▶ [SELECTED EXCERPT]:
Know the sugar content of your food

A healthy diet is rich in fresh fruits and vegetables, healthy proteins (grass-fed meats, fish, poultry, and beans), a variety of whole grains, and healthy oils. Many of these foods include naturally occurring sugars and therefore are part of a healthy diet. But to truly eat well, you need to be on the lookout for hidden and added sugars. We also use guidelines for a healthy diet, for example, such as whole grains with an understanding that certain individuals may have food sensitivities, while others prefer to omit certain foods from their diet for various personal and or scientific reasons.

In future blogs, we will look more closely at sugar in the diet.

To learn more, please watch my video below:

Related Information: Reducing Sugar and Salt


  1. Sami Motaghedi

    Fruits, honey, root veggies, and bread are healthy to eat. I eat carbs daily or I’ll need to drink coffee/energy drinks to survive the day.

▶ [EXTRACTED MATERIAL]:
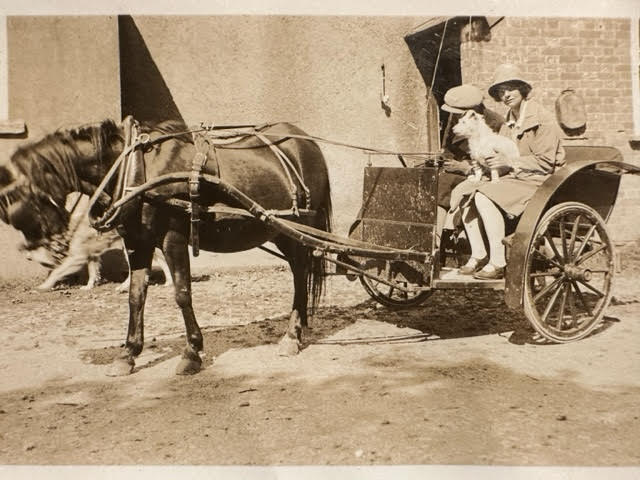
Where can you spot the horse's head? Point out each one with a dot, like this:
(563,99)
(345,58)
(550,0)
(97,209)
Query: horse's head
(41,220)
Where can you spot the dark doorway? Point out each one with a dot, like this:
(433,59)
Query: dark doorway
(144,93)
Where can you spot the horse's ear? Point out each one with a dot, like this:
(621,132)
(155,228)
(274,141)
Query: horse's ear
(5,176)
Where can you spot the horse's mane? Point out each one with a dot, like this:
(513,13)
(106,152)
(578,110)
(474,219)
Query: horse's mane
(47,163)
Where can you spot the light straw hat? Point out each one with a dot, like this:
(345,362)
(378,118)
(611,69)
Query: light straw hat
(462,98)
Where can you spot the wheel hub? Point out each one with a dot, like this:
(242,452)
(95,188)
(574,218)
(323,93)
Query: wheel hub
(574,272)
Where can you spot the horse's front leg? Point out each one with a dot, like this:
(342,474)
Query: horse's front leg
(176,253)
(139,256)
(291,342)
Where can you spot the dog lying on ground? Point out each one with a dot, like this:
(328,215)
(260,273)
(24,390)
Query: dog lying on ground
(86,246)
(483,143)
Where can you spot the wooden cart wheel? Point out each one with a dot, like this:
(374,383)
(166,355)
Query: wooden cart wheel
(569,272)
(386,294)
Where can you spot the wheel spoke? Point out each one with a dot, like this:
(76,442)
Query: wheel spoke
(587,256)
(549,238)
(585,241)
(552,262)
(574,234)
(581,298)
(563,240)
(592,288)
(551,303)
(572,307)
(563,304)
(547,289)
(550,273)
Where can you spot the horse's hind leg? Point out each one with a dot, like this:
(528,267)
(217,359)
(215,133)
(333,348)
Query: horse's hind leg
(176,254)
(139,256)
(296,256)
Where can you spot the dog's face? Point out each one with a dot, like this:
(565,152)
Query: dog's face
(469,124)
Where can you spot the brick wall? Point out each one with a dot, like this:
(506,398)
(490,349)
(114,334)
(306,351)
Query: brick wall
(589,55)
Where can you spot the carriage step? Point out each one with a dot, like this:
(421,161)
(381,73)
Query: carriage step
(451,278)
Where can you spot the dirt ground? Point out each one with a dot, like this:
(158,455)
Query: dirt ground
(459,380)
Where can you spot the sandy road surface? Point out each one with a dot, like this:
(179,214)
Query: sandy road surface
(458,380)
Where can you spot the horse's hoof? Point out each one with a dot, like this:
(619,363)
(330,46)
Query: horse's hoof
(288,347)
(120,367)
(190,364)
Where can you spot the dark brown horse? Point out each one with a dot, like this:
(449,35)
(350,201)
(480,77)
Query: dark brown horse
(41,174)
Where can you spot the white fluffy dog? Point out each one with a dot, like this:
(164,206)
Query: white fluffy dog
(483,143)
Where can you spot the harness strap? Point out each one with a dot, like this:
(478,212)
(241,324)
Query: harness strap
(202,145)
(105,222)
(288,167)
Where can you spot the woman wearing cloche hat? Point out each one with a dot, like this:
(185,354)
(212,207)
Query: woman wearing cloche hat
(485,204)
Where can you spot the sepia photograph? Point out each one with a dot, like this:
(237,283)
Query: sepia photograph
(271,240)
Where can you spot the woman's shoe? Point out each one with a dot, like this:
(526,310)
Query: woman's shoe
(473,265)
(489,272)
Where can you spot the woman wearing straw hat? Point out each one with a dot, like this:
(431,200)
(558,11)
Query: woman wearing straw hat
(485,204)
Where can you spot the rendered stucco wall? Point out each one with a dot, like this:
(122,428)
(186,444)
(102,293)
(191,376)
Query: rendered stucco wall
(62,71)
(589,55)
(322,73)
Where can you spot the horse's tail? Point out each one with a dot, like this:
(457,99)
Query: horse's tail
(317,273)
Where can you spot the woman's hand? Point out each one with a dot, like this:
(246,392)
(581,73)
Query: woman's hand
(456,166)
(500,162)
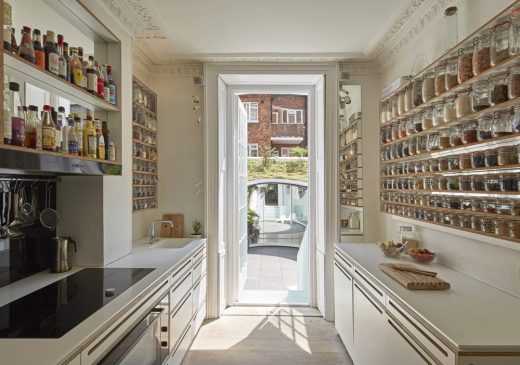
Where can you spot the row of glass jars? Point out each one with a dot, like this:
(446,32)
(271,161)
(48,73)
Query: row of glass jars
(497,226)
(507,182)
(493,206)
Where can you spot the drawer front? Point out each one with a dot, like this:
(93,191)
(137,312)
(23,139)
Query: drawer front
(372,288)
(180,290)
(425,338)
(199,294)
(180,352)
(180,320)
(106,341)
(199,269)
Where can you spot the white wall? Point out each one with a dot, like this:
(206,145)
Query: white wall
(489,263)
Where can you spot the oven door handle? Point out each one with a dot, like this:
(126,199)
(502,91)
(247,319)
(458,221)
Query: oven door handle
(123,347)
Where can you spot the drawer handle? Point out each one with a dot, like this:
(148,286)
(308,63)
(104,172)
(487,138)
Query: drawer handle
(409,342)
(370,300)
(340,268)
(418,328)
(369,283)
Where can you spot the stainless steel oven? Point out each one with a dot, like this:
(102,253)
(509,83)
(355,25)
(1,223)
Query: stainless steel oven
(147,342)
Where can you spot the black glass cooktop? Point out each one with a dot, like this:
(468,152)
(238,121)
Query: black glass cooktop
(54,310)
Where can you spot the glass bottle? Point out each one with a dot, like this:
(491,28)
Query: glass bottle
(48,130)
(89,138)
(31,126)
(39,53)
(16,115)
(92,76)
(76,68)
(62,62)
(26,50)
(112,86)
(52,58)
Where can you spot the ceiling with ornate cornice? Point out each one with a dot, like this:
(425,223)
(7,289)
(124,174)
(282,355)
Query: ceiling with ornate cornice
(182,31)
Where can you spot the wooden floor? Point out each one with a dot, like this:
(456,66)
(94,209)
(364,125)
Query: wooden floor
(270,336)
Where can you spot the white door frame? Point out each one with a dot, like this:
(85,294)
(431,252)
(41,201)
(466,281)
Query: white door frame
(215,180)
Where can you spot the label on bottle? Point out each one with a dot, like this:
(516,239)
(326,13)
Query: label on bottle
(92,82)
(91,145)
(78,76)
(48,136)
(54,63)
(39,59)
(18,131)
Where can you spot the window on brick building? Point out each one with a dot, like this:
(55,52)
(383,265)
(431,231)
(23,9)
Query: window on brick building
(252,150)
(251,111)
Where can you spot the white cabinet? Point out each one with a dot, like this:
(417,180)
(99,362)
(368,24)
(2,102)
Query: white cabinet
(401,348)
(343,306)
(369,329)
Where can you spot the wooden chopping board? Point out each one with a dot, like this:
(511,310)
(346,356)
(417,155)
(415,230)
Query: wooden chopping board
(178,226)
(412,280)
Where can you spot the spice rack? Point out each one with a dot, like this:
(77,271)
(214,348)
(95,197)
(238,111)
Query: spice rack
(350,166)
(144,151)
(461,170)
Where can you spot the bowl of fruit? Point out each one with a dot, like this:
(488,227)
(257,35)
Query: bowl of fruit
(392,249)
(422,255)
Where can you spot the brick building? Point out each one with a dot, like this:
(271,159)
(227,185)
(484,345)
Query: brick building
(277,121)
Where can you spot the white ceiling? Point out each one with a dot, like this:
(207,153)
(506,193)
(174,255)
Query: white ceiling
(182,30)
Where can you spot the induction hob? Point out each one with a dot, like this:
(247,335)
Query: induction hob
(55,309)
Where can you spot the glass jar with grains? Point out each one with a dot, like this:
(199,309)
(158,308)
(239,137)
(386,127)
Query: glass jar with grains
(500,42)
(465,64)
(481,54)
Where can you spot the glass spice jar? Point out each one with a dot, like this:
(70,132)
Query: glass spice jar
(455,136)
(428,86)
(502,124)
(449,108)
(499,46)
(491,158)
(508,182)
(485,126)
(437,114)
(513,82)
(480,95)
(465,64)
(440,78)
(469,132)
(481,54)
(498,88)
(463,103)
(477,183)
(491,183)
(507,156)
(451,73)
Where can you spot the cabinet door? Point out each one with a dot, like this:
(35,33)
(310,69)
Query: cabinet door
(343,306)
(401,348)
(369,328)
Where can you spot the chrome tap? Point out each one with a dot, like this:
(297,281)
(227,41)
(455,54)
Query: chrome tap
(151,230)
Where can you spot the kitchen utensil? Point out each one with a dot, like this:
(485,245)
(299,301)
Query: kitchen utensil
(59,253)
(49,217)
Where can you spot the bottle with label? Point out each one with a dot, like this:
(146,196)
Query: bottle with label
(76,71)
(8,24)
(52,58)
(39,53)
(111,85)
(100,139)
(89,138)
(17,121)
(48,130)
(62,62)
(72,138)
(78,125)
(26,50)
(92,76)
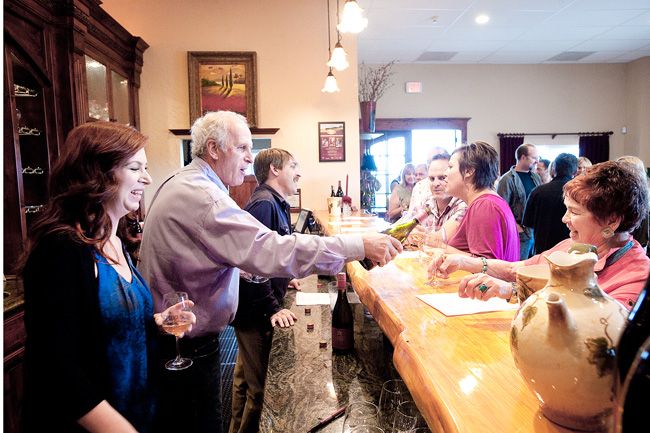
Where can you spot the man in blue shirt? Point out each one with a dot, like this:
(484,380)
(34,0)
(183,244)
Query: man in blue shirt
(515,186)
(260,304)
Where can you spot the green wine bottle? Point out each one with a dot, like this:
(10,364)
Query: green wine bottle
(400,231)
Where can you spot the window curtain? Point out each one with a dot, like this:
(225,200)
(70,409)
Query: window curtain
(508,144)
(594,147)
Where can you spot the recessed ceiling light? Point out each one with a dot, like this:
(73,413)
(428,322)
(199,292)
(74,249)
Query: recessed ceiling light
(482,19)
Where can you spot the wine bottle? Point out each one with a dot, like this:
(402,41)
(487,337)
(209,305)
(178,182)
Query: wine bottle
(636,331)
(339,191)
(400,230)
(342,319)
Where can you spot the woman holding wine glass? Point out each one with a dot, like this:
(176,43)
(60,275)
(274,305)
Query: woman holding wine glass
(89,318)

▶ [WORK ITEM]: Continue the piece on the sugar content of food from its last line.

▶ [REPLY TO THE TASK]:
  2. Maria Jasmine Freeman

    Very well said; thanks. Add to that one point; simple refined sugars are great food for pathogenic flora in our guts, meanwhile the healthy flora would be food-deprived by the escorting low-fiber intake. In this manner, pathogenic flora proliferate immensely, resulting in Dysbiosis, reverberating at multiple fronts, not the least of, the occurrence of a leaky gut presumably culpable of obesity, and allergic, immune, and hormonal disorders, and more. From here, in this framework, perhaps honey, by virtue of its content of prebiotics( oligosaccharides), amino acids, enzymes, etc .., can be voted for as healthy despite its sugar content.
    Back to nature; vegetables, grains, nuts, ( and fish), probiotic foods, and the least processed foods are best.
    Hana Fayyad M.D.

  3. Charles Garascia

    On the other hand: Any Starch we eat is turned into Sugar by the Hydrochloric Acid in our stomachs. This is a catalytic reaction that can’t be changed. So a bread roll at a meal really represents a lot of sugar. All bread, pancakes, rolls, tortillas, chips, etc. all mostly become Sugar after eating. Maybe eating foods that slowly release their starches may make sense?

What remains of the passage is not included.